### STATED EXERCISE
Write the next part of the article ranking the top 15 first base prospects for 2019, starting right after its last sentence.

### DOCUMENT
┌──
When it comes to prospects those who profile solely at first base are often overlooked. That doesn’t mean that they should be overlooked, however, as there certainly is value to be found. Who belongs on our radar? Let’s take a look at our Top 15 first base prospects as we head into 2019:
|Rank||Player||Current Team||Current Grade|
|1.||Peter Alonso||New York Mets||B+|
|2.||Yordan Alvarez||Houston Astros||B+|
|3.||Nathaniel Lowe||Tampa Bay Rays||B|
|4.||Grant Lavigne||Colorado Rockies||B|
|5.||Evan White||Seattle Mariners||B|
|6.||Brent Rooker||Minnesota Twins||B|
|7,||Pavin Smith||Arizona Diamondbacks||B-|
|8.||Seth Beer||Houston Astros||B-|
|9.||Matt Thaiss||Los Angeles Angels||B-|
|10.||Luken Baker||St. Louis Cardinals||B-|
|11.||Bobby Bradley||Cleveland Indians||B-|
|12.||Edwin Rios||Los Angeles Dodgers||B-|
|13.||Triston Casas||Boston Red Sox||B-|
|14.||Nick Pratto||Kansas City Royals||C+|
|15.||Josh Ockimey||Boston Red Sox||C|
1) Peter Alonso – Grade – B+
It’s easy to argue that Alonso deserved an opportunity in the Majors last season, after hitting .285 with 36 HR over 478 AB between Double and Triple-A. However the Mets opted to keep him in the minors, in part due to not needing to add him to the 40-man roster this offseason. Make no mistake, though, he’s going to get his opportunity in 2019 and it could come as soon as Opening Day.
└──
### DATASET ROWS
┌──
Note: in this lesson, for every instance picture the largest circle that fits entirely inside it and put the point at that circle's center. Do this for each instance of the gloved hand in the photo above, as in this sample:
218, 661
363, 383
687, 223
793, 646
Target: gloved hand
└──
### RESPONSE TO THE EXERCISE
Overall Alonso posted a 9.5% SwStr%, an impressive mark for a power hitter, and even though the strikeouts regressed at Triple-A (25.9%) it’s not enough to waive significant red flags. He has the potential to be a middle of the order force, bringing power and a strong average with him.
2) Yordan Alvarez – Grade – B+
It was another solid season for Alvarez, who split time between Double and Triple-A hitting .293 with 20 HR and 74 RBI over 335 AB. An 8.9% SwStr% shows his strong approach, as he showed he can draw a walk at both levels he played:
- Double-A – 10.0%
- Triple-A – 12.2%
Couple that with an ability to consistently hit the ball hard (27.0% line drive rate) and use the entire field (34.4% Oppo%) and there’s a lot to like in his approach. His power also took a step forward, showing that he’s maturing and developing. At 21-years old he could be transforming into a .280+ hitter with 25+ HR ability.
3) Nathaniel Lowe – Grade – B
There had been questions about his power, but he made some adjustments (both with his conditioning and approach) and put it on full display. Playing across three levels (including 100 AB at Triple-A) he hit .330 with 27 HR (while adding 32 doubles and 1 triple). He also maintained a strong approach, with an 8.0% SwStr% (and at Triple-A he basically maintained it, with an 8.9% mark). It is possible that he’s more of a DH due to some defensive limitations, but the bat will play regardless. If he can maintain these types of marks over an extended period at Triple-A, the grade would move up into the B+ level.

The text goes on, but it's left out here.